START DATA UNDER STUDY

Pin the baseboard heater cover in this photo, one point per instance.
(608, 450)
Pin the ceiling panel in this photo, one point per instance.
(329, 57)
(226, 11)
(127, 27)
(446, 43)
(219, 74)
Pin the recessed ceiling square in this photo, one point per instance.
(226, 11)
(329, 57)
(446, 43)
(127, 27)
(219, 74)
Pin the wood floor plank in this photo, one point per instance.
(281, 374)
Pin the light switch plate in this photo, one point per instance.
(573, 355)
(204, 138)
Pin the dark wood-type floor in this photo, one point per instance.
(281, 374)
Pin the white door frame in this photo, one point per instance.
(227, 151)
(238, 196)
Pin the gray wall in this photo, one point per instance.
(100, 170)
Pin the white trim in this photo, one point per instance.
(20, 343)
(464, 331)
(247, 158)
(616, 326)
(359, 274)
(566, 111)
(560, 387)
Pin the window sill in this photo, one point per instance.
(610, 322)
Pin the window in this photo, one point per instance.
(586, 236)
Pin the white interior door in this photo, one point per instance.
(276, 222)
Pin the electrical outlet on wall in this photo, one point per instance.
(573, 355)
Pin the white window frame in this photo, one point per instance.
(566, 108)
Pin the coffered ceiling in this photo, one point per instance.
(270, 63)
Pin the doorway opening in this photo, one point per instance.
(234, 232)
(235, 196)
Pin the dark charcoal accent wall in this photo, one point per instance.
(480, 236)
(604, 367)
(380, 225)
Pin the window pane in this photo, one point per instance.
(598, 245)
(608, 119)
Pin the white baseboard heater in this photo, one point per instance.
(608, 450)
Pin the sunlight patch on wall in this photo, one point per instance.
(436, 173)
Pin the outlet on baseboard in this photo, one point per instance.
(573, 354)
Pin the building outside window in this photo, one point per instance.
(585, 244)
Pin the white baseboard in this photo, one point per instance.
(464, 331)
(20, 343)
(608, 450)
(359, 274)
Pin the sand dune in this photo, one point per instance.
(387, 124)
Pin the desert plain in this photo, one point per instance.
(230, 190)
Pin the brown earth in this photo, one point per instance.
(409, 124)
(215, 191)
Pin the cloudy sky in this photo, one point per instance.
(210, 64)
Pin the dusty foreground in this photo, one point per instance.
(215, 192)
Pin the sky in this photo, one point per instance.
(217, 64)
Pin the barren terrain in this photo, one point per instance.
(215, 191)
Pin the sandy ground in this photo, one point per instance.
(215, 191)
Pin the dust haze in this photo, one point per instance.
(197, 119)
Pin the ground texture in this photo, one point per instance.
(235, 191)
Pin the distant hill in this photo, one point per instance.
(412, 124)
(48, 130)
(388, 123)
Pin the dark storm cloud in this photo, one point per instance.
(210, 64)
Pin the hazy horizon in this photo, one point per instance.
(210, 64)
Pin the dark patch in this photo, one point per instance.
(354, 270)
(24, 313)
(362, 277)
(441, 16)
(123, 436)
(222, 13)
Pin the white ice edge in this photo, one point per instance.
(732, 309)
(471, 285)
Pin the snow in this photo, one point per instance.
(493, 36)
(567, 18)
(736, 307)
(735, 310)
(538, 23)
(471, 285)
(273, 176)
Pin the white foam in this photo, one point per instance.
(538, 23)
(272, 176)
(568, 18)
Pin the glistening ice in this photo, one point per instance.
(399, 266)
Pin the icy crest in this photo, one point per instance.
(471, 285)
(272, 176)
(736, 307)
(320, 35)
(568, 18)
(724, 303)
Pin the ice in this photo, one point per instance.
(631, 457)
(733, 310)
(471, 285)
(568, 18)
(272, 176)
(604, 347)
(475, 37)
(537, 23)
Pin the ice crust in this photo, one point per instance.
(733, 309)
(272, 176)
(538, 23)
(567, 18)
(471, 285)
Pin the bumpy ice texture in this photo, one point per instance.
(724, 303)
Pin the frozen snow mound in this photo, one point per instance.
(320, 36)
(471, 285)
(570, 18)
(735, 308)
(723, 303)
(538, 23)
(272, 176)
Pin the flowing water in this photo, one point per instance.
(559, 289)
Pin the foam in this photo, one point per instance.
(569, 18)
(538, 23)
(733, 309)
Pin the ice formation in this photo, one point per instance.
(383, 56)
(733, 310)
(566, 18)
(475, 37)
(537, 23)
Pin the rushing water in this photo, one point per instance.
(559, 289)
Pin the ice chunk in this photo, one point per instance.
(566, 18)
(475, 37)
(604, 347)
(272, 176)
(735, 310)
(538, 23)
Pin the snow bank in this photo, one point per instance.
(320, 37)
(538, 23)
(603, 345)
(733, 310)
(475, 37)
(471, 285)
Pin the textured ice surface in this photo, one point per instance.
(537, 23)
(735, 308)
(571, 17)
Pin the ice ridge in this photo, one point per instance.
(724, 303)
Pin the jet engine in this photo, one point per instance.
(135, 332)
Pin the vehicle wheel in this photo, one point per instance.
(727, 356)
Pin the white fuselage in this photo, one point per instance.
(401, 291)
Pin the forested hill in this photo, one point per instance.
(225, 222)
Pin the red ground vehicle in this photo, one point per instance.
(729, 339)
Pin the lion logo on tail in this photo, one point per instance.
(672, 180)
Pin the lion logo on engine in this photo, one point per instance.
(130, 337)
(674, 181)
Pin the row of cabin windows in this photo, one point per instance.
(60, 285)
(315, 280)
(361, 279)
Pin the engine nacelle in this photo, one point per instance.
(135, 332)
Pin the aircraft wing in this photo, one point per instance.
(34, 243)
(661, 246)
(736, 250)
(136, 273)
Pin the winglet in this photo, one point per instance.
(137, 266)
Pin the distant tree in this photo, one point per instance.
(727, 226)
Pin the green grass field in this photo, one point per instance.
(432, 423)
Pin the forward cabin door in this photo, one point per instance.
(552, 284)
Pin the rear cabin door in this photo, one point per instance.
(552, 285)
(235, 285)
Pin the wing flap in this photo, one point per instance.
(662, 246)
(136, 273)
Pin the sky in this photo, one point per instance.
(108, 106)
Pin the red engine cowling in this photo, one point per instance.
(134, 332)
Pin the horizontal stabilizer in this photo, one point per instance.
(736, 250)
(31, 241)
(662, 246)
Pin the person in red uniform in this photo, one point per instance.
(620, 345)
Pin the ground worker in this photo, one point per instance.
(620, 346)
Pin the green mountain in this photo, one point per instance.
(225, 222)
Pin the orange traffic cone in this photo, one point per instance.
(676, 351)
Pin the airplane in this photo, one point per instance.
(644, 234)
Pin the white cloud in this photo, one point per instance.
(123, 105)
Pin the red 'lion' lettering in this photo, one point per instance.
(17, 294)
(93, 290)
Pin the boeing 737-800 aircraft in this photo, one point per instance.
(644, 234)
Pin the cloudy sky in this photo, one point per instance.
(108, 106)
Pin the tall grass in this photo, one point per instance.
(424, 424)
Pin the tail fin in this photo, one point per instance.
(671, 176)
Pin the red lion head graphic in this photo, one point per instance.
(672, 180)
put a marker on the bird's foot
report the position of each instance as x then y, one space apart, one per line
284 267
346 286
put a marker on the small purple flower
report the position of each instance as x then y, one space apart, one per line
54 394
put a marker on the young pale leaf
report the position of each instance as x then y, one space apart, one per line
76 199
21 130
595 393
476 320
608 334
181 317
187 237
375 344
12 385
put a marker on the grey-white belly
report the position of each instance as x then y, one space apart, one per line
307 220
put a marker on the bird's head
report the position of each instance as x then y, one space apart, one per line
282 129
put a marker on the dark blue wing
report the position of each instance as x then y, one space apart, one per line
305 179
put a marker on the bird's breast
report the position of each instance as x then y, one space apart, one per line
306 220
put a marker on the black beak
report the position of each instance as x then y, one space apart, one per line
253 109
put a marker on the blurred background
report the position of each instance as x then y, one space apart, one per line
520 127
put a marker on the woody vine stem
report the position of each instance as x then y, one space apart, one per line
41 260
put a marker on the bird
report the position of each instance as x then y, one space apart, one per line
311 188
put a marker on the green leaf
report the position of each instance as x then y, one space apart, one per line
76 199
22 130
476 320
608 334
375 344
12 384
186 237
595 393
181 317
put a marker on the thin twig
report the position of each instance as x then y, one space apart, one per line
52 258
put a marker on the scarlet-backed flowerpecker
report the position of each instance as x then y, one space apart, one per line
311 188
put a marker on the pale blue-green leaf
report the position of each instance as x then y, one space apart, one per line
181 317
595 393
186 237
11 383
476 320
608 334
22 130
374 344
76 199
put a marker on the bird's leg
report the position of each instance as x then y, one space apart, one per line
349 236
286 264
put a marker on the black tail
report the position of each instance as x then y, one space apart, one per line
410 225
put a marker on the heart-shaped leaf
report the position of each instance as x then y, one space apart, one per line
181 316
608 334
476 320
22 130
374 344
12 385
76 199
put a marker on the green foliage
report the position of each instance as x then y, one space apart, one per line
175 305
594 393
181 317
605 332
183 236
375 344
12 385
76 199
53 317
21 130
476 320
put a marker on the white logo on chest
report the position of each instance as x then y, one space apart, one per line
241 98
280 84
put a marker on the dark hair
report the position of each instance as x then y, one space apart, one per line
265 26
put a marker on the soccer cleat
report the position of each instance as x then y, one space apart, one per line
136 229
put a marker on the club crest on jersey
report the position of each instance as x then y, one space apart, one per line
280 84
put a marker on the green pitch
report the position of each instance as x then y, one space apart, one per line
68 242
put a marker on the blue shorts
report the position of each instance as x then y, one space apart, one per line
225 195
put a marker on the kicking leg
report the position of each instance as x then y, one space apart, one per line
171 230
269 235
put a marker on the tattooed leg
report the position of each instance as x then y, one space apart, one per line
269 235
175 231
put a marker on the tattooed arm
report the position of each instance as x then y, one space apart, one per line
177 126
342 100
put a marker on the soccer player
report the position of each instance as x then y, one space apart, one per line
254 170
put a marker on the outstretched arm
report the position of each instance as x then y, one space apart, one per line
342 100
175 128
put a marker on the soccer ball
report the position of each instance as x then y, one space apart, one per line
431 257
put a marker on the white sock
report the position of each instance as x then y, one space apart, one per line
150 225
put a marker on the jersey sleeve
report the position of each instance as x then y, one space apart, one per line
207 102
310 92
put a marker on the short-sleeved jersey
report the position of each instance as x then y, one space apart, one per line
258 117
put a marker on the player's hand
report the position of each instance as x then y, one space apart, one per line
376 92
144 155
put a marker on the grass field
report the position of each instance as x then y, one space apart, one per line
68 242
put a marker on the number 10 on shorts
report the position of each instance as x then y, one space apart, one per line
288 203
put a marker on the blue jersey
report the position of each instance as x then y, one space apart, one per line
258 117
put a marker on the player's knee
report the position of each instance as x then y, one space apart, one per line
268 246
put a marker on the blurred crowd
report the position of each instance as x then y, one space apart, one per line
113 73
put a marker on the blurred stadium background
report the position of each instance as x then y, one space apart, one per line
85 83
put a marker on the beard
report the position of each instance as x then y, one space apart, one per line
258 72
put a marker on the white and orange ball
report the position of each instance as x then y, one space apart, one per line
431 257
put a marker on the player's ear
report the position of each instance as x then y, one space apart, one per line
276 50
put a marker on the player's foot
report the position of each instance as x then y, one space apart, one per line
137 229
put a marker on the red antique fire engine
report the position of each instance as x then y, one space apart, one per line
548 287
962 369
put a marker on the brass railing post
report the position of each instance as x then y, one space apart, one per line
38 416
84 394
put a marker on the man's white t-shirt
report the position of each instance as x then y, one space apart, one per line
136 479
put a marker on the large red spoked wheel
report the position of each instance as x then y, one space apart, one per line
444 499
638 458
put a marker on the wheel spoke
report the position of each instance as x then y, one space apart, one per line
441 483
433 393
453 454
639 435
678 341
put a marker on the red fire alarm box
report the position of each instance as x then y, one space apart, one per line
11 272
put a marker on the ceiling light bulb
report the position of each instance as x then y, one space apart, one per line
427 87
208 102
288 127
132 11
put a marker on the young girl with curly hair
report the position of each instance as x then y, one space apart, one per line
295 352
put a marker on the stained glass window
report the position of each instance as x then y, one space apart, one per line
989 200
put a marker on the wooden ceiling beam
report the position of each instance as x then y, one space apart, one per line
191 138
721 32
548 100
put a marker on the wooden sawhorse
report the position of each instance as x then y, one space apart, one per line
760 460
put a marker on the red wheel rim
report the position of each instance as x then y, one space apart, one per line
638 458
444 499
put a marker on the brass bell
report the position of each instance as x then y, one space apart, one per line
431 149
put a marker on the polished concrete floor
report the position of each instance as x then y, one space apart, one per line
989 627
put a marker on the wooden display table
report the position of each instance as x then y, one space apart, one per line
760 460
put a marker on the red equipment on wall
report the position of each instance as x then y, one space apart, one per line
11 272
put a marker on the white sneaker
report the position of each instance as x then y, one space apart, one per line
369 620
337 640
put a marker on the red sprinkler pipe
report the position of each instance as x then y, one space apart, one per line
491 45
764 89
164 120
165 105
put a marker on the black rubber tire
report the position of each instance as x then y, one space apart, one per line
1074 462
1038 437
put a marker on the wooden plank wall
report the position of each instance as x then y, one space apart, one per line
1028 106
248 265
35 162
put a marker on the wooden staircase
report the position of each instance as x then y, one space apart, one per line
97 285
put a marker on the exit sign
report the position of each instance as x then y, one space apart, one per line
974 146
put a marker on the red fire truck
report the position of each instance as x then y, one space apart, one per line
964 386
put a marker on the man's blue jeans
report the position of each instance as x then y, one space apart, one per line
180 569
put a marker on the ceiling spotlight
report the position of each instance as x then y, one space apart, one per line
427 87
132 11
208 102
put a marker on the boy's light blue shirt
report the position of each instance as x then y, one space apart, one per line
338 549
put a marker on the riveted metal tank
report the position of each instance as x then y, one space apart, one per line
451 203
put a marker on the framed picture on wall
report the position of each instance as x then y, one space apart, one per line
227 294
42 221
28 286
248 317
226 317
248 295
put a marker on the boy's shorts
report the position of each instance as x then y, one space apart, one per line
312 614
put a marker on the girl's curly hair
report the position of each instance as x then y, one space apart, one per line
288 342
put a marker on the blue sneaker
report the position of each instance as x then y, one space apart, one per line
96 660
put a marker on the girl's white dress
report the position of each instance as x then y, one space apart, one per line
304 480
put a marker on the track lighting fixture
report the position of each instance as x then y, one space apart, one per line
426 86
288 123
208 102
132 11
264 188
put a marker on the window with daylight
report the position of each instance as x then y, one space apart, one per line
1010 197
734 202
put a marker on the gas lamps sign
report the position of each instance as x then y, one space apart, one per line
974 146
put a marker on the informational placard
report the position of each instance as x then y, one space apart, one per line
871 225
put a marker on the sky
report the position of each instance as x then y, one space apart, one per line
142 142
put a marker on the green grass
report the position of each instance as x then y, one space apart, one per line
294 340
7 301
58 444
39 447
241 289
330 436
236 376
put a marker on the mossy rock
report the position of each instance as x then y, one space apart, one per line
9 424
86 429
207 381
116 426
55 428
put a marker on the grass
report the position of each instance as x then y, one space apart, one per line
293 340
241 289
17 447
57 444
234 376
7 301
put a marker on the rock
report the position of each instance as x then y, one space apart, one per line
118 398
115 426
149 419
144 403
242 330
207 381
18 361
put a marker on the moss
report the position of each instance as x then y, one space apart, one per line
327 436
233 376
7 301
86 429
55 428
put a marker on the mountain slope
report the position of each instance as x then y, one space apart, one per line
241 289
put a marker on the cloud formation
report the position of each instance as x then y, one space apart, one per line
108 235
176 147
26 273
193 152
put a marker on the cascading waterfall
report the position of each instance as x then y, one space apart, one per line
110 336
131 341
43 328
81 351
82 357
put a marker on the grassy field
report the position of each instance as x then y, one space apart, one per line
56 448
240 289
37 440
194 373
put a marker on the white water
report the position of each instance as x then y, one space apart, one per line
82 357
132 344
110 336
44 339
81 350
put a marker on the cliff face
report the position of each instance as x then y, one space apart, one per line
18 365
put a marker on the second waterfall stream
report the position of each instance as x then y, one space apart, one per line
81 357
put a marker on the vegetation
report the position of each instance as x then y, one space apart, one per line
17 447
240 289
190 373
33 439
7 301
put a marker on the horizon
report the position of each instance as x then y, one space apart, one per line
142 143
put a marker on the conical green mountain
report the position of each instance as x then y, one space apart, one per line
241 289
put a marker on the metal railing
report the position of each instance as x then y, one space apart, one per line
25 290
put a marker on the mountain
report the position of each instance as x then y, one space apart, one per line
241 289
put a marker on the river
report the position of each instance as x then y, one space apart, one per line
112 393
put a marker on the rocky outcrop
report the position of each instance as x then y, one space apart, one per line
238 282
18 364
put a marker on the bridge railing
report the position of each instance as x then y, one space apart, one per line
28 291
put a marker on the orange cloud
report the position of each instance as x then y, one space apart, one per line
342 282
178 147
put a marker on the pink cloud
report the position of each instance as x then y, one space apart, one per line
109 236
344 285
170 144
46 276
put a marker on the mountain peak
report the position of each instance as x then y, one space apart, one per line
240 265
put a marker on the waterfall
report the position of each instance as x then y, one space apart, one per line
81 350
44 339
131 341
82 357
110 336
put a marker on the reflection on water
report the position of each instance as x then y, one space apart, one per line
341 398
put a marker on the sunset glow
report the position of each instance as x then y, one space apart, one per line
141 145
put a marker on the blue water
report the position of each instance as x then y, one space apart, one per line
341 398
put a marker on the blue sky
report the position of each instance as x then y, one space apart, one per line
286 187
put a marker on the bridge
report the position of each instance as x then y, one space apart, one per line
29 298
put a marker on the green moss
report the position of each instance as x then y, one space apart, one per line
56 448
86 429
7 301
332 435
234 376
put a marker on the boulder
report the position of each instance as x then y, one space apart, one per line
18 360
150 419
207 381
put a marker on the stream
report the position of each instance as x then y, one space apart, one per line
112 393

END DATA UNDER STUDY

Of all the entries above, repeat only the lines from the line that has "put a marker on the mossy rock" to the line that has "put a marker on the grassy field", both lines included, exactly.

▸ TASK RESPONSE
put a marker on the mossy rock
report the position of each instance as x then y, one space apart, one per line
9 424
86 429
207 381
116 426
55 428
put a marker on the grass
report the position of each instance as x then y, one space apart, one per line
293 340
241 289
17 447
57 444
234 376
7 301
put a marker on the rock
report the position of each instance as x then y, one space apart, one per line
118 398
115 426
149 419
144 403
242 330
207 381
18 361
put a marker on the moss
report the position of each instance as x then y, one space apart, one per line
327 436
233 376
7 301
86 429
55 428
put a marker on the mountain slope
report the position of each instance as x then y, one space apart, one per line
241 289
put a marker on the cloud formation
report the position of each instance as x then y, one space apart, one per line
108 235
176 147
26 273
193 152
put a marker on the cascading waterfall
report the position of each instance as x then y, one space apart, one per line
110 336
131 341
43 328
81 351
82 357
put a marker on the grassy field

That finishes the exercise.